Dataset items

───

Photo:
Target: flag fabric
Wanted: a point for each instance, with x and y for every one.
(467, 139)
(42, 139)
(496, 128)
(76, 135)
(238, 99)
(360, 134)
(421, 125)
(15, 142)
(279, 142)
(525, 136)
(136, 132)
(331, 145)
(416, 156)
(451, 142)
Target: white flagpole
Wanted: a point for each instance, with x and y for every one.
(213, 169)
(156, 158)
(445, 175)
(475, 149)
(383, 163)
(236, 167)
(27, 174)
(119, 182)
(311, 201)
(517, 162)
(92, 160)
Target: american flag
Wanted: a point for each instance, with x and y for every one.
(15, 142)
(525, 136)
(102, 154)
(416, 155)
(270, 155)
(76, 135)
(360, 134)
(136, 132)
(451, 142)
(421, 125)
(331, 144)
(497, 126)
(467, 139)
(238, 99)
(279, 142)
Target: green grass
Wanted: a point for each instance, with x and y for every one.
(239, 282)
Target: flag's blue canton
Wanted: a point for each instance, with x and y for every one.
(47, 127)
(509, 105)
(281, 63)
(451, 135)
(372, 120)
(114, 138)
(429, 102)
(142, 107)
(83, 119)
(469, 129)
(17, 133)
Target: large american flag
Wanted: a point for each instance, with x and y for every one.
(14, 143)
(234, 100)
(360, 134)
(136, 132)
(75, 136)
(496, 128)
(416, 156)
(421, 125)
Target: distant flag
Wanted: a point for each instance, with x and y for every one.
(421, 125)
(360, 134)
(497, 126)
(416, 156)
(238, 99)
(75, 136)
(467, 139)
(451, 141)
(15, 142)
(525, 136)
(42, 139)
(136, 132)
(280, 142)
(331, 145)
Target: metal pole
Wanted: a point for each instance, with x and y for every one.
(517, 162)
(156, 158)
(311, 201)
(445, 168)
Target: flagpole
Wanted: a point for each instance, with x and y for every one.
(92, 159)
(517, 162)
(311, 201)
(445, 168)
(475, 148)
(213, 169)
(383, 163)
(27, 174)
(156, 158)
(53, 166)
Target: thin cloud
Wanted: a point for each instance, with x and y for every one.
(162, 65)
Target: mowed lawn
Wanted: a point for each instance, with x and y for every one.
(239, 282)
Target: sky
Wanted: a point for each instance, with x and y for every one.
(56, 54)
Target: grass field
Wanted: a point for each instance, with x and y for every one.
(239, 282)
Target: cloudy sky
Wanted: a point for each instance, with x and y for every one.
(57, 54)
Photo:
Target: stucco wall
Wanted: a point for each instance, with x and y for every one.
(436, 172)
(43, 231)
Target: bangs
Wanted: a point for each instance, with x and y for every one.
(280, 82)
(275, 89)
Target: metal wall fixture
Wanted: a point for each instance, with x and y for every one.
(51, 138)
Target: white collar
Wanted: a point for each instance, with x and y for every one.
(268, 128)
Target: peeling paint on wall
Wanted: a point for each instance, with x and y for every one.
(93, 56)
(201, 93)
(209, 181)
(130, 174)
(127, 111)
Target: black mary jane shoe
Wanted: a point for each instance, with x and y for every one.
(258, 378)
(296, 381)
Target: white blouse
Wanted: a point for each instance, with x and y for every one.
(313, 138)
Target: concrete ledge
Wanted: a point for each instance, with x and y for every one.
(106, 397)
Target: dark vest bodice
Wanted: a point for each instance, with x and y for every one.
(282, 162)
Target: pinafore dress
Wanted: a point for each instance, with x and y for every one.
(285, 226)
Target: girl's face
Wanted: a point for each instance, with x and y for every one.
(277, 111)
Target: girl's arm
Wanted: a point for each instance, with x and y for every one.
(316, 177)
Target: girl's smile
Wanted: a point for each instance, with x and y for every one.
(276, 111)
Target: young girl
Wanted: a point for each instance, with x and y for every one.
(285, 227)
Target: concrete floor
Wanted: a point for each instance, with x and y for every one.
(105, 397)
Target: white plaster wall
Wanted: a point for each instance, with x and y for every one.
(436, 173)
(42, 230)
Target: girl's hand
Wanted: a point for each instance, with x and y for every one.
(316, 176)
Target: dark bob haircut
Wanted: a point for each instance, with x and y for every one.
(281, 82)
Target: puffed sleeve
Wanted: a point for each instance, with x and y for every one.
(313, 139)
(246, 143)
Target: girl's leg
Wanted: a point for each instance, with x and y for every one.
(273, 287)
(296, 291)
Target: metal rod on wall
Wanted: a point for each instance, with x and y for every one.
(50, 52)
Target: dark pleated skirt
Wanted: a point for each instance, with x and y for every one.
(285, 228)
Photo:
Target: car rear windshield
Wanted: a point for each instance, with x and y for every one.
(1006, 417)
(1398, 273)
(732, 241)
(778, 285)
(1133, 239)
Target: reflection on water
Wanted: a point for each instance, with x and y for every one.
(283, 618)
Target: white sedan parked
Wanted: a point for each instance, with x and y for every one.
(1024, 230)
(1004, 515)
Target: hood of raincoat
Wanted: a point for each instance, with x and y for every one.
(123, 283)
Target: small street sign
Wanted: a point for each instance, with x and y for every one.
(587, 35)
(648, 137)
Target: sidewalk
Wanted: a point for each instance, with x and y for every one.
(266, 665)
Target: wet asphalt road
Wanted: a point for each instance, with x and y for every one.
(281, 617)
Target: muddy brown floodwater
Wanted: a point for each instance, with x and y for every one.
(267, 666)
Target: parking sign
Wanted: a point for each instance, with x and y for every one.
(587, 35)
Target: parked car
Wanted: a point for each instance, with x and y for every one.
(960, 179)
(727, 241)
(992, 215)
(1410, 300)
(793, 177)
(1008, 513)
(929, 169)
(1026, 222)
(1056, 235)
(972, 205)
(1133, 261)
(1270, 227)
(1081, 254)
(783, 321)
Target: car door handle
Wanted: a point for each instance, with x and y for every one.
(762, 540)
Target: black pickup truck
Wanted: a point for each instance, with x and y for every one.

───

Update all the records above so that every "instance" becomes "object", and leave everything else unchanged.

▶ Solution:
Photo:
Target: flag fabric
Wanted: a point for each object, with x and y for every one.
(467, 139)
(42, 139)
(496, 128)
(76, 135)
(238, 99)
(360, 134)
(421, 125)
(15, 142)
(279, 142)
(525, 136)
(136, 132)
(331, 145)
(416, 156)
(451, 142)
Target: white flagpole
Wanted: a point for each object, with x and y for every one.
(213, 169)
(156, 158)
(445, 175)
(475, 149)
(383, 163)
(236, 167)
(27, 174)
(119, 182)
(311, 201)
(517, 162)
(92, 160)
Target: american flag
Wanted: a point for each object, with x and y for every one.
(15, 142)
(525, 136)
(102, 154)
(416, 155)
(270, 155)
(76, 135)
(360, 134)
(136, 132)
(451, 142)
(421, 125)
(331, 144)
(497, 126)
(467, 139)
(238, 99)
(279, 142)
Target: green grass
Wanted: a point for each object, with x and y for every one.
(239, 282)
Target: flag's blue canton
Wanted: a point for each object, with x and y for every one.
(47, 127)
(509, 105)
(281, 63)
(451, 135)
(372, 120)
(114, 138)
(429, 102)
(142, 107)
(83, 119)
(469, 129)
(17, 133)
Target: large american flag
Wanted: a point for each object, with x and y for every one.
(14, 143)
(234, 100)
(360, 134)
(136, 132)
(75, 136)
(496, 128)
(416, 156)
(421, 125)
Target: distant flag
Wanted: a point for each object, with x and y for every one.
(421, 125)
(360, 134)
(497, 126)
(416, 156)
(238, 99)
(75, 136)
(467, 139)
(451, 141)
(15, 142)
(525, 136)
(42, 139)
(136, 132)
(280, 142)
(331, 145)
Target: metal pole
Wanted: a point for each object, with x and y for every one.
(517, 162)
(156, 158)
(311, 201)
(445, 168)
Target: flagpole
Wanted: a point for each object, with x and y for every one.
(92, 159)
(517, 162)
(311, 201)
(445, 168)
(475, 148)
(213, 169)
(383, 163)
(27, 174)
(156, 158)
(53, 166)
Target: thin cloud
Wanted: a point for each object, with x and y for every one.
(162, 65)
Target: mowed lawn
Wanted: a point for each object, with x and y for every one.
(239, 282)
Target: sky
Wanted: a point for each object, with x and y for every one.
(56, 54)
Target: grass field
Wanted: a point for each object, with x and y for every one.
(239, 282)
Target: cloudy sky
Wanted: a point for each object, with x and y for every one.
(57, 54)
Photo:
Target: stucco wall
Wanted: a point for each object, with x and y for every one.
(436, 172)
(43, 231)
Target: bangs
Wanted: a point for each object, with x and y for every one.
(280, 82)
(275, 89)
Target: metal wall fixture
Wanted: a point for each object, with x and y for every one.
(51, 138)
Target: white collar
Wanted: a point for each object, with x and y for every one.
(268, 128)
Target: peeling paint on wall
Wanted: a point for each object, with x and y for every one.
(93, 56)
(201, 93)
(209, 181)
(130, 174)
(127, 111)
Target: black mary jane shoe
Wanted: a point for each object, with x and y for every one.
(258, 378)
(296, 381)
Target: white blouse
Wanted: a point for each object, with x and y for every one.
(313, 138)
Target: concrete ledge
Wanted: a point for each object, with x and y for every one.
(106, 397)
Target: dark vest bodice
Wanted: a point for each object, with x and y for every one.
(282, 162)
Target: pinafore dress
Wanted: a point for each object, with x and y for every one.
(285, 226)
Target: girl's face
Wanted: a point for each object, with x and y for every one.
(277, 111)
Target: girl's arm
Wanted: a point for each object, with x and y for every one.
(316, 177)
Target: girl's smile
Wanted: a point for each object, with x and y for every one.
(276, 111)
Target: young girl
Wanted: a point for each object, with x and y for every one.
(285, 227)
Target: concrete floor
Wanted: a point for each object, with x and y for every one.
(105, 397)
Target: white plaster wall
Wanted: a point for each object, with x and y for every one.
(436, 173)
(42, 230)
Target: girl's hand
Wanted: a point for each object, with x and y for every one.
(316, 176)
Target: dark bob haircut
Wanted: a point for each object, with x and y for every one.
(281, 82)
Target: puffed sleeve
Wanted: a point for each object, with x and y for every one.
(313, 139)
(246, 143)
Target: girl's leg
Wanted: a point for each object, with x and y for every one.
(273, 287)
(296, 291)
Target: metal rod on wall
Wanted: a point for each object, with x and y for every one.
(50, 52)
Target: dark pleated skirt
Wanted: a point for each object, with x and y for every one.
(285, 228)
Photo:
Target: car rear windshield
Wanted: a point for each object, with x and y for every one.
(1006, 417)
(1398, 273)
(732, 241)
(778, 285)
(1133, 239)
Target: reflection on water
Wanted: a point for each object, with x and y for every one.
(283, 618)
Target: white sedan parked
Wanted: a point for each object, with x and y for every one.
(1024, 230)
(1004, 515)
Target: hood of raincoat
Wanted: a point for each object, with x and y for every one.
(123, 283)
Target: small street sign
Wanted: a point for each object, with x and y for every one.
(587, 35)
(648, 137)
Target: sidewalk
Wanted: a point for each object, with x and y for every one.
(266, 665)
Target: wet asphalt road
Wanted: a point for each object, with x and y for every one.
(281, 617)
Target: muddy brown floodwater
Wanted: a point for each object, with x and y for every one.
(267, 666)
Target: parking sign
Wanted: a point for each object, with x and y for every one.
(587, 35)
Target: parked car
Wanted: a point for each object, with x and y for every one.
(960, 179)
(727, 241)
(992, 215)
(1410, 300)
(793, 177)
(1008, 513)
(929, 169)
(1026, 222)
(1056, 235)
(972, 205)
(1133, 261)
(1270, 227)
(1081, 254)
(783, 321)
Target: car door handle
Wanted: a point for each object, with x and y for every one.
(762, 540)
Target: black pickup truck
Wanted: a point for each object, with x and y for every one.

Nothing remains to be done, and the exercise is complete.